> _Problem description_:
Your job is to restate each entry word for word.

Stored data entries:

------------

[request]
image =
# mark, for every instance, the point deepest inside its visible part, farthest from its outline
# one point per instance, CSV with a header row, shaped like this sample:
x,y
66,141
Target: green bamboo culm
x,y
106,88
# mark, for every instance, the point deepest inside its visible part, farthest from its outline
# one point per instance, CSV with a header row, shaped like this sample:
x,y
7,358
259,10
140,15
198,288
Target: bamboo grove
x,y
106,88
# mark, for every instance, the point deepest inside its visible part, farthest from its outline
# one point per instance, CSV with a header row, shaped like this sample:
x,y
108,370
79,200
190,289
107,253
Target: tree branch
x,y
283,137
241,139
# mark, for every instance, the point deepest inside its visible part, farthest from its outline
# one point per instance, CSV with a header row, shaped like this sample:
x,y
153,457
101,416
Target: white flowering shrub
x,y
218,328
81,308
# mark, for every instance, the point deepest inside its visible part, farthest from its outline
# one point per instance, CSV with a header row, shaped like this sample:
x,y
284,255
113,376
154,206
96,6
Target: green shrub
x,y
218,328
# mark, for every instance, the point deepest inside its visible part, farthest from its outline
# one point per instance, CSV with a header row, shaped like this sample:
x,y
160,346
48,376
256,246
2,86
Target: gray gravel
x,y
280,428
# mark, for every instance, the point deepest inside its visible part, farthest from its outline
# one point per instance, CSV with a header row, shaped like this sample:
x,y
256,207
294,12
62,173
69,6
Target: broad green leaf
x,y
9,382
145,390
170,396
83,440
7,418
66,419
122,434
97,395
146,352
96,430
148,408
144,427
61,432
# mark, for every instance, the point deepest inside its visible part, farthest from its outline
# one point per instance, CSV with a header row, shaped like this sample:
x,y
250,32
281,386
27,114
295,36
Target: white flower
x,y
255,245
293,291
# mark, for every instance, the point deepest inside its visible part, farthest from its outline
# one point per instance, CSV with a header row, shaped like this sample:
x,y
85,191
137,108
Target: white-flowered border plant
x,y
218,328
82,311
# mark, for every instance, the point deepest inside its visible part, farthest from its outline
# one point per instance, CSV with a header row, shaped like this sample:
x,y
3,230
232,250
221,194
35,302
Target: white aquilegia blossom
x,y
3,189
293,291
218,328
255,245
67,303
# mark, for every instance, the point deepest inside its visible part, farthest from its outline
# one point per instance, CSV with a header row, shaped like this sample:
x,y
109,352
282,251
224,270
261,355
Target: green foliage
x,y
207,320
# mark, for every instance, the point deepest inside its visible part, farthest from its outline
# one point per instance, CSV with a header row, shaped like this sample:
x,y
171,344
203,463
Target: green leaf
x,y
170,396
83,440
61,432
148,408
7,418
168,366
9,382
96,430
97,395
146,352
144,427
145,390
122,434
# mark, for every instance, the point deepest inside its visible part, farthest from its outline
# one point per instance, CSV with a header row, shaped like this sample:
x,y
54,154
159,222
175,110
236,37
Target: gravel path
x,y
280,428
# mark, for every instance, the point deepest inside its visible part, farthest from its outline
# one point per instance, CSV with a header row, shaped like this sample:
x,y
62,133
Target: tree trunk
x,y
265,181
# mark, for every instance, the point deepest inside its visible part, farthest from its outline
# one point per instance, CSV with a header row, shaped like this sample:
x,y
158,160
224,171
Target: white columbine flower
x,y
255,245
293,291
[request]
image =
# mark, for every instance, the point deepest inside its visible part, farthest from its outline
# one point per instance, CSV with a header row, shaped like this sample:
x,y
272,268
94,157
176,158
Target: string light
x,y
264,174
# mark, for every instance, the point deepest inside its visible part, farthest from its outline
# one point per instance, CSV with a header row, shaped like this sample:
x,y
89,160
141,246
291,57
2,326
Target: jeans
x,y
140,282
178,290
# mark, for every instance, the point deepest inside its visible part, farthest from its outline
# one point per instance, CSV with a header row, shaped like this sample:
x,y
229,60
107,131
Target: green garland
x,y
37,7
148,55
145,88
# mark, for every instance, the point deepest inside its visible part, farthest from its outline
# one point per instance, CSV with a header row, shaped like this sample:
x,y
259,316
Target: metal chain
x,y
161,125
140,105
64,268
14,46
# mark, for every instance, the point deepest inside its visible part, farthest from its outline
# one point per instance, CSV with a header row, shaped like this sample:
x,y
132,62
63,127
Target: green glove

------------

> _Written solution_:
[request]
image =
# mark, for every instance, the point deepest inside its visible part, farthest from its outline
# one point per instance, CSV with a header row, shaped like this sample:
x,y
66,141
Target: green bamboo culm
x,y
106,88
# mark, for every instance, the point deepest inside its visible part, farthest from its outline
# one point per instance, CSV with a header row, shaped like this sample:
x,y
7,358
259,10
140,15
198,288
Target: bamboo grove
x,y
106,88
# mark, for every instance, the point deepest inside its visible part, farthest from its outline
# one point per instance, CSV with a header row, shaped like this sample:
x,y
108,370
79,200
190,289
107,253
Target: tree branch
x,y
283,137
241,139
# mark, for every instance, the point deepest inside its visible part, farthest from its outline
# one point per instance, CSV with a header row, shaped like this sample:
x,y
153,457
101,416
Target: white flowering shrub
x,y
218,328
81,308
# mark, for every instance, the point deepest inside its visible part, farthest from its outline
# one point per instance, CSV with a header row, shaped like this sample:
x,y
284,255
113,376
154,206
96,6
Target: green shrub
x,y
218,328
# mark, for every instance, the point deepest inside its visible part, farthest from its outline
# one point per instance, CSV with a header row, shaped like this sample:
x,y
160,346
48,376
256,246
2,86
Target: gray gravel
x,y
280,428
# mark, for every instance, the point deepest inside its visible part, farthest from its outline
# one point per instance, CSV with a header row, shaped like this sample:
x,y
256,207
294,12
62,173
69,6
Target: broad green leaf
x,y
9,382
145,390
170,396
83,440
7,418
66,419
122,434
97,395
146,352
96,430
148,408
144,427
61,432
# mark, for every instance, the point deepest inside its visible part, farthest from its outline
# one point per instance, CSV with a header row, shaped like this sample:
x,y
250,32
281,386
27,114
295,36
Target: white flower
x,y
255,245
293,291
# mark, for every instance, the point deepest inside its visible part, farthest from its outline
# one point per instance, CSV with a header row, shaped like this sample:
x,y
85,191
137,108
Target: white-flowered border plant
x,y
218,328
82,311
# mark, for every instance, the point deepest inside its visible part, farthest from its outline
# one point per instance, CSV with a header row, shaped like this sample:
x,y
3,230
232,250
221,194
35,302
Target: white aquilegia blossom
x,y
3,189
293,291
218,328
255,245
67,303
# mark, for every instance, the point deepest inside its visible part, farthest from its outline
# one point per instance, CSV with a header row, shaped like this sample:
x,y
109,352
282,251
224,270
261,355
Target: green foliage
x,y
207,320
# mark, for every instance, the point deepest inside its visible part, farthest from its outline
# one point per instance, CSV with a header row, shaped like this sample:
x,y
171,344
203,463
Target: green leaf
x,y
170,396
83,440
61,432
148,408
7,418
168,366
9,382
96,430
97,395
146,352
144,427
145,390
122,434
# mark, for every instance, the point deepest inside its visible part, farthest from its outline
# one point per instance, CSV with a header row, shaped like this sample:
x,y
54,154
159,222
175,110
236,37
Target: gravel path
x,y
280,428
# mark, for every instance, the point deepest inside its visible part, farthest from its outline
# one point per instance, CSV with a header row, shaped like this sample:
x,y
62,133
Target: tree trunk
x,y
265,181
# mark, for every instance, the point deepest inside its visible part, farthest from its outline
# one point per instance, CSV with a header row, shaped like this sample:
x,y
158,160
224,171
Target: white columbine flower
x,y
255,245
293,291
[request]
image =
# mark, for every instance, the point deepest inside its visible part, farthest from its outline
# one point per instance, CSV with a header row, shaped like this sample:
x,y
272,268
94,157
176,158
Target: string light
x,y
264,174
# mark, for every instance, the point deepest inside its visible part, farthest from its outline
# one point per instance, CSV with a header row, shaped like this sample:
x,y
89,160
141,246
291,57
2,326
Target: jeans
x,y
140,282
178,290
# mark, for every instance, the point deepest inside its visible part, farthest from its outline
# one point per instance, CSV with a header row, shaped like this sample:
x,y
229,60
107,131
Target: green garland
x,y
37,7
148,55
145,88
# mark, for every instance, the point deepest inside its visible part, farthest from its outline
# one point per instance, CSV with a header row, shaped like this sample:
x,y
259,316
Target: metal chain
x,y
161,125
140,105
64,268
14,46
# mark, for every instance, the point deepest inside its visible part, farthest from its outline
# one point per instance, CSV with a header row, shaped like this sample:
x,y
132,62
63,127
Target: green glove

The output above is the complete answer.